#### [Set problem]
Copy every one of the records below character for character, leaving out the pictures.

#### [Records for processing]
□ □ □ □ □ □ □
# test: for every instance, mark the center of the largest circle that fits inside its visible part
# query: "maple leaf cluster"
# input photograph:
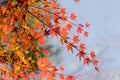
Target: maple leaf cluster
(24, 27)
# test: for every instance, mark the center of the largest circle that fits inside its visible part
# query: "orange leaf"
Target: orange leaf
(32, 74)
(61, 68)
(69, 47)
(81, 54)
(82, 46)
(79, 30)
(86, 61)
(92, 54)
(95, 62)
(87, 25)
(76, 1)
(73, 16)
(75, 39)
(61, 76)
(41, 41)
(85, 34)
(68, 27)
(45, 51)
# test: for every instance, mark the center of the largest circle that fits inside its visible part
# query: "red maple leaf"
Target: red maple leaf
(87, 25)
(70, 47)
(95, 63)
(76, 1)
(86, 61)
(73, 16)
(75, 39)
(85, 34)
(81, 54)
(82, 46)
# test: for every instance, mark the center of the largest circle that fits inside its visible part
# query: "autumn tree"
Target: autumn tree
(25, 25)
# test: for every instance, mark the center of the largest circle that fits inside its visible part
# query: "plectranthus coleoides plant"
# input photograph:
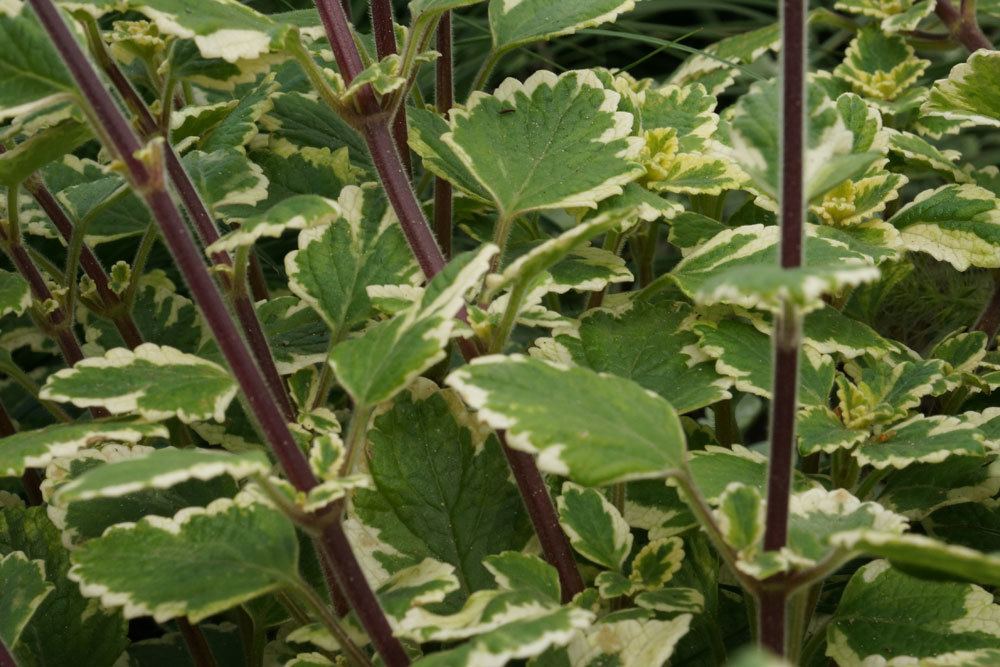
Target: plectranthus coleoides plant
(310, 359)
□ □ □ □ □ □ □
#### [Result of this exercise]
# test: for every instance, mark the center of the largest circle that fits inside its visible part
# query: "maple leaf cluster"
# input photograph:
Target: maple leaf cluster
(24, 27)
# test: for every instance, mark the center of the largest circle that fits inside its visible part
# query: "orange leaf"
Target: orange leaf
(32, 74)
(61, 68)
(69, 47)
(81, 54)
(82, 46)
(79, 30)
(86, 61)
(92, 54)
(95, 62)
(87, 25)
(76, 1)
(73, 16)
(75, 39)
(61, 76)
(41, 41)
(85, 34)
(68, 27)
(45, 51)
# test: for every instance, mark the center of the largest circle that fits inside its visible part
# query: "red maple leaf"
Target: red maple leaf
(87, 25)
(70, 47)
(95, 63)
(76, 1)
(86, 61)
(73, 16)
(75, 39)
(85, 34)
(81, 54)
(82, 46)
# test: for every instance, mark the center of the largest circle that fits inside its visible part
# query: "autumn tree"
Target: autumn tree
(25, 25)
# test: for every instance, mark the center of the largest circle that fits inside its visible part
# query: "plectranthus coleoides plant"
# input photograph:
Target: plectranthus coleoides plant
(310, 359)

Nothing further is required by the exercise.